- _Task description_: Rewrite every line from the one containing "ridge, it would be much appreciated." down to the end of the data, replacing "mountain ridge" with "rocky ridge" and leaving everything else unchanged.
-------- Input
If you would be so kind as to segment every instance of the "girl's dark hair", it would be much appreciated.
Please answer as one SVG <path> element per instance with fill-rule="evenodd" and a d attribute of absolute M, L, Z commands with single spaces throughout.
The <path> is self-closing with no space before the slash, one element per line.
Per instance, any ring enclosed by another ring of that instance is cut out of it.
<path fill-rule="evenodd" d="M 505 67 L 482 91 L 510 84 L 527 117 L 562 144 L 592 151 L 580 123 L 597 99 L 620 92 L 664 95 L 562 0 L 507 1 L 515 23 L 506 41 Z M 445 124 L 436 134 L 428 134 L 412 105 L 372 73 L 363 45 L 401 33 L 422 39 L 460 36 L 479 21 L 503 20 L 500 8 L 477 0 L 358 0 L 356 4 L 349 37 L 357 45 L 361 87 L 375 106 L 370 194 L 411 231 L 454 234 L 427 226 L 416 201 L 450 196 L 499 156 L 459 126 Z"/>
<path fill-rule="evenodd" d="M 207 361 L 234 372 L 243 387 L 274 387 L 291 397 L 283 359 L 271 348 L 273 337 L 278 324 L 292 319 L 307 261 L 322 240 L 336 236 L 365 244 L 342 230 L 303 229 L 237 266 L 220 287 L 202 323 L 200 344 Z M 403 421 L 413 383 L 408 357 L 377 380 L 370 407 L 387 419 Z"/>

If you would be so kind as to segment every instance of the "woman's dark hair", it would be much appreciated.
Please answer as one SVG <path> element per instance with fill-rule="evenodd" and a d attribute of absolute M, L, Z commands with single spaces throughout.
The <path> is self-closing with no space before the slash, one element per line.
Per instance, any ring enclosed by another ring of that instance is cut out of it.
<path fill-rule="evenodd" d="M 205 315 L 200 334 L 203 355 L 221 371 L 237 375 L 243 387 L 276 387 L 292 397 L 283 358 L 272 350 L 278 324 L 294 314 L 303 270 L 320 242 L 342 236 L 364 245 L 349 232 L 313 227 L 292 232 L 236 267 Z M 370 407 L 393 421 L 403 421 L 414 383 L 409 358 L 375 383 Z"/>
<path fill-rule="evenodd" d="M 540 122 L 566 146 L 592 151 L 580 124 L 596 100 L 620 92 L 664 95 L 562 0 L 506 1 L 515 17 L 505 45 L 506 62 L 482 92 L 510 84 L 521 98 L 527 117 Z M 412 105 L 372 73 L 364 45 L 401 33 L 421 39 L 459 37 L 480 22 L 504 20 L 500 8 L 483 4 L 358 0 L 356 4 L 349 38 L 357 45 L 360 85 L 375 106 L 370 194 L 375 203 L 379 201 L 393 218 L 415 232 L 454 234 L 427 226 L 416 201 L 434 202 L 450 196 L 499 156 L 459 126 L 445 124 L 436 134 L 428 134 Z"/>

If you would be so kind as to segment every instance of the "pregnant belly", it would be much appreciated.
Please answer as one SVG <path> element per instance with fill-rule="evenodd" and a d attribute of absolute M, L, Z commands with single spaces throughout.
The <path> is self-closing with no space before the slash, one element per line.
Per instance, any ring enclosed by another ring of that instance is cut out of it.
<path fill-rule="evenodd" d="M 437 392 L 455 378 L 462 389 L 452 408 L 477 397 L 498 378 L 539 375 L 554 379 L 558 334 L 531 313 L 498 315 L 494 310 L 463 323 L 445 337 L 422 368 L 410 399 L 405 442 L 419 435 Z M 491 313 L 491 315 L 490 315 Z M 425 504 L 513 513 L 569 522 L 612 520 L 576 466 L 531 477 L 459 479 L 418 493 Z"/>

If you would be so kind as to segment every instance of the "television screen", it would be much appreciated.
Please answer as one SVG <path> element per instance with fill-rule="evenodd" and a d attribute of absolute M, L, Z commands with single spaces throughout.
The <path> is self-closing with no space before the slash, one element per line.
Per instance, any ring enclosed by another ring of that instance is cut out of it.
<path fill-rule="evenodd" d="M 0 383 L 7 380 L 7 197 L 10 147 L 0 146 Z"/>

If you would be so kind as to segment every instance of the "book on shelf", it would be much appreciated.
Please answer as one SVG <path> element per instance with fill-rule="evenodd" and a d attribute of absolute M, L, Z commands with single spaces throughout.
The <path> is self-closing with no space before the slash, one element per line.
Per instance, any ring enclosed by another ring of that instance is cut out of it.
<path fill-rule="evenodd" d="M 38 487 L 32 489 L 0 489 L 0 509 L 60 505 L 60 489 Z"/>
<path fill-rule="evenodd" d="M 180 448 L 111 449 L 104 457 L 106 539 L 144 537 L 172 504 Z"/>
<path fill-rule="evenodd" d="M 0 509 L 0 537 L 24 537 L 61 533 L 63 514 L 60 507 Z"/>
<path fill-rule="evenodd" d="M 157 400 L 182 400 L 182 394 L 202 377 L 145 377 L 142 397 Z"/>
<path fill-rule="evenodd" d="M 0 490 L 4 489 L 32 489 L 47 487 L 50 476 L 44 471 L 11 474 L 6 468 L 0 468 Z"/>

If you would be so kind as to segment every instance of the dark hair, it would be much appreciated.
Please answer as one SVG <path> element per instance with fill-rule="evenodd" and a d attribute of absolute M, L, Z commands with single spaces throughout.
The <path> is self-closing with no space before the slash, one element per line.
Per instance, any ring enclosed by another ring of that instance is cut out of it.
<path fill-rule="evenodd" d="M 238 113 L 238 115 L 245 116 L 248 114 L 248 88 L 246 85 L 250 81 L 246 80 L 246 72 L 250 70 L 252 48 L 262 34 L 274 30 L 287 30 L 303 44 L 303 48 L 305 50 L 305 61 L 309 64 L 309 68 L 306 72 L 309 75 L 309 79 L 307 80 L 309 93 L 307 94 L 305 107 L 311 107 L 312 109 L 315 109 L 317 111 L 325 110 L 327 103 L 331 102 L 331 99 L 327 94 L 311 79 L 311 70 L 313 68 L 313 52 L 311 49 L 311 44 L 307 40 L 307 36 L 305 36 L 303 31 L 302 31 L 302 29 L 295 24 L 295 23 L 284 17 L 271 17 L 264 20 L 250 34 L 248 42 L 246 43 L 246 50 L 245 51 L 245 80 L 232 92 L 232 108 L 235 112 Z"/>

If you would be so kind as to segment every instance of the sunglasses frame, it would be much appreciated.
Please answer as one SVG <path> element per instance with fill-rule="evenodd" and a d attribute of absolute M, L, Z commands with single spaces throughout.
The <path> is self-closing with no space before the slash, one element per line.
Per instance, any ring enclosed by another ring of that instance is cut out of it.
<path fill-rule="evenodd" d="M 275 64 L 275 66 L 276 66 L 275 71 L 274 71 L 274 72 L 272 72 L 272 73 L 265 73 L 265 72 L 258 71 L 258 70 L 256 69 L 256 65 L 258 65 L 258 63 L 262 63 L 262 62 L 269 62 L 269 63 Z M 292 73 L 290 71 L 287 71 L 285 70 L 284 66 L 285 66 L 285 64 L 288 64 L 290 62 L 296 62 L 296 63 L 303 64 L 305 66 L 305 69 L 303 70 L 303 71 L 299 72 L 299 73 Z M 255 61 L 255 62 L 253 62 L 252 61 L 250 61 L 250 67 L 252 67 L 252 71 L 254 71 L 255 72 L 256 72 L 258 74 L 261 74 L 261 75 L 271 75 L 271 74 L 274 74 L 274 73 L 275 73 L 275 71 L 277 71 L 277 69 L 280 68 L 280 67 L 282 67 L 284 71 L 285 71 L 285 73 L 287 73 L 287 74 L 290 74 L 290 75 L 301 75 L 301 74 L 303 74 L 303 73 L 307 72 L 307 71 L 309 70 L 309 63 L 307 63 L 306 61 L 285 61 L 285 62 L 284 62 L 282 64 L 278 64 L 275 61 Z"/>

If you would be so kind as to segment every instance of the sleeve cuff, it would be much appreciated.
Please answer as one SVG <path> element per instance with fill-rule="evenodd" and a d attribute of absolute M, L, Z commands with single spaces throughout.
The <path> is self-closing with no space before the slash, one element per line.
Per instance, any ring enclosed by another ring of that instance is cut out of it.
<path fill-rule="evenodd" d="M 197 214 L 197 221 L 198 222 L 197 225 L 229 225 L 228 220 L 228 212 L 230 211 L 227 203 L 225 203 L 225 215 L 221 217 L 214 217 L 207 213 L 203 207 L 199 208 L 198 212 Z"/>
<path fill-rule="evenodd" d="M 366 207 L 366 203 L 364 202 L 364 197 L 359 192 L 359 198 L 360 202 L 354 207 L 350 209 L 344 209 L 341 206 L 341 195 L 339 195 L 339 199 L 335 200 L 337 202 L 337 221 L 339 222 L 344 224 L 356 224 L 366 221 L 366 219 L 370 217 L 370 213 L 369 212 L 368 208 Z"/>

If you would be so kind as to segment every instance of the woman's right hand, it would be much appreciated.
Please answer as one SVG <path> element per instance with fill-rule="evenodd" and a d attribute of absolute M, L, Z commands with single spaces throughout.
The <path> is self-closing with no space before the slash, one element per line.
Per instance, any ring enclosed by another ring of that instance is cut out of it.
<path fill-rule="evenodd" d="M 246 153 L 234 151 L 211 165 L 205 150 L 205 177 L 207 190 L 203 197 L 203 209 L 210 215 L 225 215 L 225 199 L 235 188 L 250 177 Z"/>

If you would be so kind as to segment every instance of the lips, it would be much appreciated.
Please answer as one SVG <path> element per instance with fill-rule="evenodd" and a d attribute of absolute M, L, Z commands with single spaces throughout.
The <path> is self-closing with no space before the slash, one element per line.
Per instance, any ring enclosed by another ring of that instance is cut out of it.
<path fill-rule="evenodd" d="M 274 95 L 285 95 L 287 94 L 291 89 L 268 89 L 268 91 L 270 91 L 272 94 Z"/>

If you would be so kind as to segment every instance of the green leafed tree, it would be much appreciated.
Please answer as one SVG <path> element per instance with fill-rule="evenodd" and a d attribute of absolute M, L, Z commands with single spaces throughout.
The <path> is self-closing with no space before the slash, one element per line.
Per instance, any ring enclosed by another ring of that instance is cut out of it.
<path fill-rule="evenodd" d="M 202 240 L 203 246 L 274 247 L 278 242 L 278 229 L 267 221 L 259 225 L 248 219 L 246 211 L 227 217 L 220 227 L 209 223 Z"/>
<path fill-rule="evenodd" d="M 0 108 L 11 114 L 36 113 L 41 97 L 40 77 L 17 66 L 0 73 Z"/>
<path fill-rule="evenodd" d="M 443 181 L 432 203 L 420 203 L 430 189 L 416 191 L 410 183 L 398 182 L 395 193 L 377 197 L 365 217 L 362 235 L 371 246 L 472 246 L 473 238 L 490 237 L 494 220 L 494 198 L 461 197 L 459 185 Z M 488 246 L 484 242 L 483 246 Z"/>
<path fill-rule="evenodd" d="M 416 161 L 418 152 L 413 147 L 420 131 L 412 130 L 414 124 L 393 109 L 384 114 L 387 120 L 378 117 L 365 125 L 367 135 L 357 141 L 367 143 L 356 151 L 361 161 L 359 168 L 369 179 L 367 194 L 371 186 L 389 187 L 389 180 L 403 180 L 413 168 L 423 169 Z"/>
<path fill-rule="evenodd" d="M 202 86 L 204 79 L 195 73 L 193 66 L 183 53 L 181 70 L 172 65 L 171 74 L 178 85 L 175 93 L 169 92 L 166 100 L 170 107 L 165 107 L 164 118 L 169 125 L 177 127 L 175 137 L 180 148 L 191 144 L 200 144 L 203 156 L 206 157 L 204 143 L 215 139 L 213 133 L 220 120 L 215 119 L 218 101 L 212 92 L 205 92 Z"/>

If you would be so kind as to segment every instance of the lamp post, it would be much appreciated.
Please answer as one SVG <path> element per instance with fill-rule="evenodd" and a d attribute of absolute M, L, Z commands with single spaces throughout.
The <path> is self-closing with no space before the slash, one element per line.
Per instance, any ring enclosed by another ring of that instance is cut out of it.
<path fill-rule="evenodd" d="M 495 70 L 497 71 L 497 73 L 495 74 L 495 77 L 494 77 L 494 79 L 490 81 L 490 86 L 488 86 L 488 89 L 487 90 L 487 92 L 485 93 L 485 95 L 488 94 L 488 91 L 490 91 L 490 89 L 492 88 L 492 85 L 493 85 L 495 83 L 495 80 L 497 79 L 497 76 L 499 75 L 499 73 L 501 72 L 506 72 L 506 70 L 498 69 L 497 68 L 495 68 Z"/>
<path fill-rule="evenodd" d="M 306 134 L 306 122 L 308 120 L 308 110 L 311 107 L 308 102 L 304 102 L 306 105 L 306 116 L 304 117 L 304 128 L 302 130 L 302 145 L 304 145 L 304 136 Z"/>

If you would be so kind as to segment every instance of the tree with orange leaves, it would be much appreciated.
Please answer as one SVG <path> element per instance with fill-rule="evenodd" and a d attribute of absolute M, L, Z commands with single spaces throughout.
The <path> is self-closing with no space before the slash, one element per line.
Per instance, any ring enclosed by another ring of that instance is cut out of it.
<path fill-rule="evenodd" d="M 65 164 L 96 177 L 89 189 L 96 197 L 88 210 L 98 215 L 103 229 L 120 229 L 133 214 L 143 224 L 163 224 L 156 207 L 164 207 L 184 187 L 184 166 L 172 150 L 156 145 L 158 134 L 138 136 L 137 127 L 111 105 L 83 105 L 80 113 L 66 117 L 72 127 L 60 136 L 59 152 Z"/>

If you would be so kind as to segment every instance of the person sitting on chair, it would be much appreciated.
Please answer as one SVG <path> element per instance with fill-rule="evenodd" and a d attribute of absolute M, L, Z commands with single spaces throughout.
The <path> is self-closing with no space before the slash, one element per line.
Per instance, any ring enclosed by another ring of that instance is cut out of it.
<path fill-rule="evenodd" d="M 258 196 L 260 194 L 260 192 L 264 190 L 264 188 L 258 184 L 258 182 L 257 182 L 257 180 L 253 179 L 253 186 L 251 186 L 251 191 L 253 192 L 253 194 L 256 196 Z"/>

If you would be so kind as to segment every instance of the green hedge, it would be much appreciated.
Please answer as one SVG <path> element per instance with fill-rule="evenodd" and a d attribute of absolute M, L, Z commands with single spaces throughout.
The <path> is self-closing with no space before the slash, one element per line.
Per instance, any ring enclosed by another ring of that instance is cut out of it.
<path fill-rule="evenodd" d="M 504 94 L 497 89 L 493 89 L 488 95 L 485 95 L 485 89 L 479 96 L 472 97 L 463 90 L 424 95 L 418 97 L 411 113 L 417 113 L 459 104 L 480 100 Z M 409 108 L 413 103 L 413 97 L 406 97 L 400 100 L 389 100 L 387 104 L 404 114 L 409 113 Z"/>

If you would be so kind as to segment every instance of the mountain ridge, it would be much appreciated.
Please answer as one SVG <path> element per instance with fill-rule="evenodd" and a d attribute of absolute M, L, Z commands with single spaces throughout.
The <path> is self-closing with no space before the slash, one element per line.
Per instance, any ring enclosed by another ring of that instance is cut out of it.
----------------
- _Task output_:
If you would be so kind as to segment every instance of the rocky ridge, it would be much appreciated.
Please answer as one SVG <path> element per instance with fill-rule="evenodd" and a d attribute of absolute M, L, Z commands with single spaces throughout.
The <path> is self-closing with no space before the slash, one element per line.
Per instance, any ring enclosed by another ring of that instance is cut out of it.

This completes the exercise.